# [Parts of the exercise]
**a)** In the post on Kant's noumenon, replace "senses" with "perceptions" and give the passage again, starting at the words "This even makes" and stopping after "in Greek philosophy.".
**b)** Continue the post on Kant's noumenon from its final sentence.

# [Text segment]
* * * * * * *

Was just examining one of those philosophical chimeras last night that I knew would probably look exactly the same way in 2012 it did to the Pre-Socratics.
But I looked anyway.
The question I had was whether anyone has any tenable concept of a reality outside of the human, not filtered through human consciousness or entities which exist only in self-reference to human consciousness.
Short answer: Of course fucking not.
I'm not saying neuroscience won't someday pluck this argument out of philosophy's bosom, but as of this century it hasn't really budged an inch in that direction from what I've read.
I was always charmed by Kant's idea of the noumenon and the thing-in-itself (whether these concepts are synonymous is a sore dividing point for Kantian partisans--I tend to agree with the not cadre).
It's the old war between the mystics and the empiricists. It's all philosophy ever is.
I am charmed by Kant's noumena and I do think they're rooted in some sort of mystical mathematical idea of one-to-one correspondences, intuition of dark matter (yes, that many centuries back) and the intution that human consciousness simply cannot be the be-all, end-all arbiter of existence.
This even makes rational sense because when we look at the continuum of consciousness we can see how "blind" those with less evolved senses are.
And yet somehow the notion that we are the "paragon of animals" has stuck.
That our senses are somehow complete and total about such things as time and space and their QM infrastructure.
Schopenauer does funnily demolish Kant's mystical streak by asserting that it's simply Kant being obtuse about the distinction of phenomenon vs. noumenon in Greek philosophy.

* * * * * * *

# [Collected material]
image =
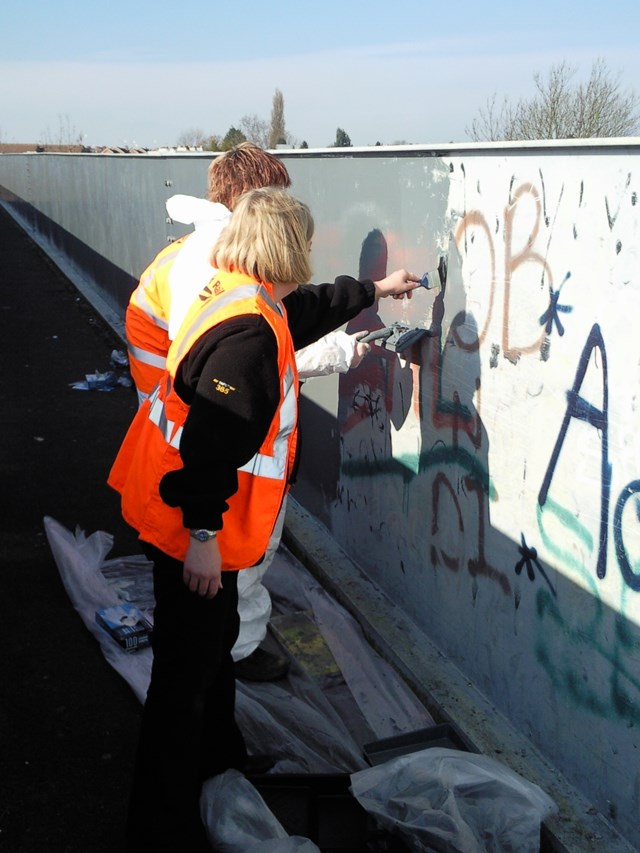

* * * * * * *

# [Exercise responses]
**a)**
This even makes rational sense because when we look at the continuum of consciousness we can see how "blind" those with less evolved perceptions are.
And yet somehow the notion that we are the "paragon of animals" has stuck.
That our perceptions are somehow complete and total about such things as time and space and their QM infrastructure.
Schopenauer does funnily demolish Kant's mystical streak by asserting that it's simply Kant being obtuse about the distinction of phenomenon vs. noumenon in Greek philosophy.

**b)**
But I still understand how Kant rationally arrived at an "unspeakable" the same way Wittgenstein did.
There's just no apodictic in philosophy.
Nothing can be certain in a universe apparently designed along the lines of ideological paranoia. Infinite ideological paranoia.
Too many theories can work.
And now we have fucking Michio Kaku spouting off about alternative universes and quantum inevitability where simply everything must happen.
How is that not even more mystical than Kant?
I think many of the fundamental philosophical problems are really about the problem in the way that the abstract categories of numbers relate to the concrete categories of matter.
That "edge" in philosophy is sharper than most people tend to realize.
It's not just nominalism. There's something else floating there.
Anyway, here's Schopenhauers probable misunderstanding of what he perceives to be Kant's misunderstanding of Greek philosophy...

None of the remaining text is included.